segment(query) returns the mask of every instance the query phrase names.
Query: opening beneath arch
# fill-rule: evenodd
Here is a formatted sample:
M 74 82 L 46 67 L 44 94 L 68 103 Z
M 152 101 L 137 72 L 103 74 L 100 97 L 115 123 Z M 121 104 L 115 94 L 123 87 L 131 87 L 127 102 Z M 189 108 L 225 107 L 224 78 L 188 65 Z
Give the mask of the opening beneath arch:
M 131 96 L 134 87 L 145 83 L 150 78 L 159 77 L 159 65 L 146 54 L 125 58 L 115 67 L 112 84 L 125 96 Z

*-*-*

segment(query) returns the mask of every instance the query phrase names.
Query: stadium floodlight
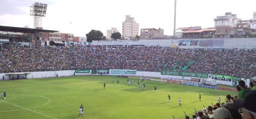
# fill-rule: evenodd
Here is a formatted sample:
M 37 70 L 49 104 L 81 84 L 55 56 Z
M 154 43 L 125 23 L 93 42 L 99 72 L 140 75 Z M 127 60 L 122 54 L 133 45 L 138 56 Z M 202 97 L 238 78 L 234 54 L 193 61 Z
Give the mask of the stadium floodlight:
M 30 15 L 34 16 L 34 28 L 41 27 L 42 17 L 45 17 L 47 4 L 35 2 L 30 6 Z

*-*-*

Tarea a realizar: Identifica, por favor, cada línea de los registros de arriba en la que aparezca la palabra "stadium" y cópiala.

Respuesta del ejercicio:
Query: stadium floodlight
Give the mask of the stadium floodlight:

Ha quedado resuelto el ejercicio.